◆ **Apply what you read**
1) Answer these questions from the text on Kauai County's handling of sexual harassment claims:
(a) What has the County paid to settle claims?
(b) Which employees in particular feel unsafe in the workplace?
(c) Why have managers been shielded from consequences?
2) Carry on the text on Kauai County's handling of sexual harassment claims, starting right after its last sentence.

◆ **Text under study**
::::
• Sending a message • HMSA members must protest ASAP Sending a message The Hirakawa case and several others in the last few years lead to the inevitable conclusion that the county of Kauai has repeatedly failed to respond appropriately
• Sending a message • HMSA members
must protest ASAP
Sending a message
The Hirakawa case and several others in the last few years lead to the inevitable conclusion that the county of Kauai has repeatedly failed to respond appropriately to allegations of sexual harassment and hostile workplace environment. The Hirakawa case has had an unusual level of public disclosure, but most cases settle prior to open court proceedings being filed and are shielded from public scrutiny. The County has paid millions of tax payers’ dollars to settle claims; managers and supervisors continue to make the same fundamental mistakes; and the county has yet to take any action to correct the situation.
The repeated failures that have occurred at the highest levels of County leadership can only be described as a total and systemic breakdown. This has resulted in a climate where many employees, particularly women, feel unsafe in the workplace and have no faith that their concerns will be responded to appropriately, if at all. Managers who have reportedly engaged in behaviors that led to the claims have been protected from any consequence because, in violation of County policy, personnel inquiries are not even initiated. Thus no investigations are conducted and the actions of these supervisors are effectively covered-up and their accountability is non-existent. When there is no follow through in implementing our workplace violence/sexual harassment policies, a strong and valid argument can and has been made that the county protects supervisors who harass and threaten their employees.
::::
◆ **Extracted information**
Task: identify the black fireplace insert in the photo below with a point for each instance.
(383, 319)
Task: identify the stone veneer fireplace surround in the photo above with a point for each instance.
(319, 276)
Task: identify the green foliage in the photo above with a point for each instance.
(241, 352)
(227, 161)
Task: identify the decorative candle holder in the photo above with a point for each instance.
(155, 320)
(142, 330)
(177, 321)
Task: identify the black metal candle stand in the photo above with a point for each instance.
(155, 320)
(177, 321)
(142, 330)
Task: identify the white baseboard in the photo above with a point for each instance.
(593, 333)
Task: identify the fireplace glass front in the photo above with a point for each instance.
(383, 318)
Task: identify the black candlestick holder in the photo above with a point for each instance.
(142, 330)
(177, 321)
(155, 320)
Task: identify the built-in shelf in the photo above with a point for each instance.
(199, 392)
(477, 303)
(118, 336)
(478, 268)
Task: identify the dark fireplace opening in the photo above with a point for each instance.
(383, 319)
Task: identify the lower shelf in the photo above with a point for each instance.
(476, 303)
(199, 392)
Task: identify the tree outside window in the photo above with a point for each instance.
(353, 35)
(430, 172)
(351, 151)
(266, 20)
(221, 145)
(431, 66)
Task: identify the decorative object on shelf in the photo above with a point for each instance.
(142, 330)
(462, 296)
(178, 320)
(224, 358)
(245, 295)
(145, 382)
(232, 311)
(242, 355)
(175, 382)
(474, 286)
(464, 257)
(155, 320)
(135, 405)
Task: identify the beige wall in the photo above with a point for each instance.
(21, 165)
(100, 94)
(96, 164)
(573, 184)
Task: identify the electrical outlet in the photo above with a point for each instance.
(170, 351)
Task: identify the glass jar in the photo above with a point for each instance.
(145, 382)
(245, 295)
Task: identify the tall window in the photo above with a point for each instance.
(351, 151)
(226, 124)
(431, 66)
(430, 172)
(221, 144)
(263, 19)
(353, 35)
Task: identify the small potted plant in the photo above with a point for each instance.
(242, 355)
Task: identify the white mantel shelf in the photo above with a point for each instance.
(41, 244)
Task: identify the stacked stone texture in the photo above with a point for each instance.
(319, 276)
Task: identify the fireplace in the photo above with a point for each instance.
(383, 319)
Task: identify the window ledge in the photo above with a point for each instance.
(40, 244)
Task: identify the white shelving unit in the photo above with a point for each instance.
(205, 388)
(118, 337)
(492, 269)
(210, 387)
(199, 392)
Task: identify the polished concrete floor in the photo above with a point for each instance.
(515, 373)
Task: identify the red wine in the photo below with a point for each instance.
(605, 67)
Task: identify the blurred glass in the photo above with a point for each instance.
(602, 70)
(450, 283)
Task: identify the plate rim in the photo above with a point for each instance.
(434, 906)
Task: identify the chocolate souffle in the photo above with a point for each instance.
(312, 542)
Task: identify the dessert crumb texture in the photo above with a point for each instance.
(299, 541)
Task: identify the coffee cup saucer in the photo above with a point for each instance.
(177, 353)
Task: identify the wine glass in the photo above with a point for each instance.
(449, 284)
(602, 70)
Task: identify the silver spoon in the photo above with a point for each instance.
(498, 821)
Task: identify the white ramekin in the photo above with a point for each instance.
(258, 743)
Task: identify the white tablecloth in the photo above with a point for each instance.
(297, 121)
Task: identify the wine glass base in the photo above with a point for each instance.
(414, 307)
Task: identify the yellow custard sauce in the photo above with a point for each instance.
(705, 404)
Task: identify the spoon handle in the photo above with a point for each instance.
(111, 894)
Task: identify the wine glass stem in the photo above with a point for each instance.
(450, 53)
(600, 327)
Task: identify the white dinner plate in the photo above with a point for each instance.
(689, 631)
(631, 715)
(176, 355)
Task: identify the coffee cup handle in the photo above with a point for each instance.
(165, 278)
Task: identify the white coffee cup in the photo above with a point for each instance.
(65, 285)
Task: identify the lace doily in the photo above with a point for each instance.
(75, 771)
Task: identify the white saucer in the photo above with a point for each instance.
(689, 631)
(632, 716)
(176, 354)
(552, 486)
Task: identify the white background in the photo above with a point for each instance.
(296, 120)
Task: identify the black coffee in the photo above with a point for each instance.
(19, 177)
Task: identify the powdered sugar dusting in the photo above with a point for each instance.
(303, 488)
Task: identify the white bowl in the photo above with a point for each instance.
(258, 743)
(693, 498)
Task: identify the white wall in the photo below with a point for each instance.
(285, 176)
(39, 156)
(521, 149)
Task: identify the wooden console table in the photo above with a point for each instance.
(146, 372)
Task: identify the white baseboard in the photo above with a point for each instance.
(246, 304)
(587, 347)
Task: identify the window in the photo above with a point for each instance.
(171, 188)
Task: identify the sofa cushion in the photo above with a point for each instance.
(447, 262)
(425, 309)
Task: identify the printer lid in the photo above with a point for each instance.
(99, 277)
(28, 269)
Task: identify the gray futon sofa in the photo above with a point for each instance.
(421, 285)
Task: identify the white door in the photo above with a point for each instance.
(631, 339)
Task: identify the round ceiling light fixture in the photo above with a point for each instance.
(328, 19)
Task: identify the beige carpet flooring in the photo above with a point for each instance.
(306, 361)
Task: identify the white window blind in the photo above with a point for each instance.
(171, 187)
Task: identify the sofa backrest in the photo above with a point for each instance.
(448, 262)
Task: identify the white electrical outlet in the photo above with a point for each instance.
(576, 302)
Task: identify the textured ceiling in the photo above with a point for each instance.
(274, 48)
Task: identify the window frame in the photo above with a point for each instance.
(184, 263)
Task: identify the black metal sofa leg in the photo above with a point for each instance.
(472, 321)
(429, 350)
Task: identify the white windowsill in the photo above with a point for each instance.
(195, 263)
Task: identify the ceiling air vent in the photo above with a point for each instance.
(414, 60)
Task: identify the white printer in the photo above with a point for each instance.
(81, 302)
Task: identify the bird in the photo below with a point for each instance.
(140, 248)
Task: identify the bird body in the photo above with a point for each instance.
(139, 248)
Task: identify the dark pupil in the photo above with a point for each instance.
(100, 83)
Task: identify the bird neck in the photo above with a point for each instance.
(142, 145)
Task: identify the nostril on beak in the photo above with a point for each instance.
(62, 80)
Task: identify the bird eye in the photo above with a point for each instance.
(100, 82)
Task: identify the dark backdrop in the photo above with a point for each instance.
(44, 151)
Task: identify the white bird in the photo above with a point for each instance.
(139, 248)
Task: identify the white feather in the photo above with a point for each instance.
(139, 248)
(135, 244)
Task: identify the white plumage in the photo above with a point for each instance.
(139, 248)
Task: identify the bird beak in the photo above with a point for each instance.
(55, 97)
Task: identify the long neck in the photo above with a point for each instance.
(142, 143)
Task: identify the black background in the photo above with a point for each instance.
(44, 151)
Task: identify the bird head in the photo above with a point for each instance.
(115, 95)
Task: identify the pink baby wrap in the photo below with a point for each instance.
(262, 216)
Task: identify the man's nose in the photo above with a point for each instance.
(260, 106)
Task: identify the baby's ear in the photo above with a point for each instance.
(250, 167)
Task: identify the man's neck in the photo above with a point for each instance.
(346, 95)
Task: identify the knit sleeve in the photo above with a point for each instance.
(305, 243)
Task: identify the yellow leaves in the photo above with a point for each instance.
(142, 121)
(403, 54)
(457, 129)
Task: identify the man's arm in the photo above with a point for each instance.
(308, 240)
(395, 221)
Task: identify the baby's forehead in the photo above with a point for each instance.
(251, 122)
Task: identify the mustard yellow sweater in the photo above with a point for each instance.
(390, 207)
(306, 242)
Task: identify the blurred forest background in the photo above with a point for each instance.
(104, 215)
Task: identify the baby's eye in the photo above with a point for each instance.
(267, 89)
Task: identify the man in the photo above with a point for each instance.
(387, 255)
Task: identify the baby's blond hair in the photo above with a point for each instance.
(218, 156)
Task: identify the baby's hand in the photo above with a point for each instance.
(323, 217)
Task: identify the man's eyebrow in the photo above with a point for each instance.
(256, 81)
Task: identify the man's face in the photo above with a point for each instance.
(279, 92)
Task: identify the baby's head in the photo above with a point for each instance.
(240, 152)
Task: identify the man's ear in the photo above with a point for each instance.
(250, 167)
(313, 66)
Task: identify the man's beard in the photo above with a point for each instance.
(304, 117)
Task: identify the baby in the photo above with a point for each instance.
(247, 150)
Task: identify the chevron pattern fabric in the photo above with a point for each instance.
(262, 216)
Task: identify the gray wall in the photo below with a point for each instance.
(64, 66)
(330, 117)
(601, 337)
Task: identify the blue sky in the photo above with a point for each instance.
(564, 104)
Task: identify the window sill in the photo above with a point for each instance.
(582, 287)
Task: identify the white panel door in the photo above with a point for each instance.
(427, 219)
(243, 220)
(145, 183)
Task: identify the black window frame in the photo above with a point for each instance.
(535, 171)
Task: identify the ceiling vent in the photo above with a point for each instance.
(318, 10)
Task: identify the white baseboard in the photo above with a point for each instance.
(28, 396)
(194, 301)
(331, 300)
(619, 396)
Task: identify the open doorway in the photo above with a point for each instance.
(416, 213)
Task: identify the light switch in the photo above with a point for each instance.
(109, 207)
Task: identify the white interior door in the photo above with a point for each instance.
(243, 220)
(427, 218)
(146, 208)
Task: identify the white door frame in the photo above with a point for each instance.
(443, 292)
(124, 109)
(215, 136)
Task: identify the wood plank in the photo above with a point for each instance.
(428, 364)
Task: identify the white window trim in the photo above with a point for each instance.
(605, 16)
::::
◆ **Results in order**
1)
(a) Millions of tax payers' dollars.
(b) Women.
(c) In violation of County policy, personnel inquiries are not even initiated.

2)
Since 1998 when the Supreme Court issued rulings in two cases (Faragher-Ellerth), the County has known that in sexual harassment/hostile work environment cases, an employer may be held liable when the person doing the harassing is the plaintiff’s direct supervisor or higher. However, in those cases in which no tangible adverse employment action is taken against the plaintiff in the context of the alleged harassment, employers are allowed to assert a defense to liability and damages if they are able to prove that: (1) the employer had a published anti-harassment policy prohibiting the conduct in question and provided employees with channels to report the conduct; (2) the harassed employee unreasonably failed to report the conduct using those reporting channels; and (3) the employer, on learning of the harassment, promptly took action to stop the problem behavior.
Although the County’s anti harassment policy is deeply flawed, one does exist, yet to our knowledge not even one sexual harassment training session has been conducted and not one investigation, required by policy, into sexual harassment has been conducted. Most of the liability the County has incurred has come not from the alleged harassment but from the failure of any manager to take any action. So not only are supervisors who are accused of misconduct not investigated and no corrective action taken, other supervisors who fail to fulfill their responsibility to follow the policy are not held accountable.
Although the County’s failure to address issues of sexual harassment/hostile work environment have resulted in huge liability for the county, the more important question is what kind of message does this situation send to the employees of the County?
On a brighter note the current administration has recognized this problem and the Mayor and County Attorney are in the process of revamping the County policies and issues of accountability. We trust that comprehensive, annual training in sexual harassment/hostile work environment issues is on the horizon for employees and managers. Discussion is ensuing about revamping the Personnel Department into a Human Resource Department which would not just hire employees and manage their records but would also recognize our employees as our most valuable resource and be tasked specifically to protect our employees’ rights to work in a safe environment, free from sexual harassment and workplace violence.
Lani Kawahara, Tim Bynum, Kaua‘i County Council
HMSA members must protest ASAP
HMSA has sent threatening letters to all members stating that contract negotiations with Hawai‘i Pacific Health which includes Kaua‘i’s Wilcox Memorial Hospital have reached the point where HPAC is very likely to end its participation in HMSA’s provider network as of Jan. 31.
This means that all Kaua‘i HMSA members would have to fly to O‘ahu to receive any diagnostic, or radiology or hospital treatment, which is not within the standards in the industry of “reasonable and customary” care.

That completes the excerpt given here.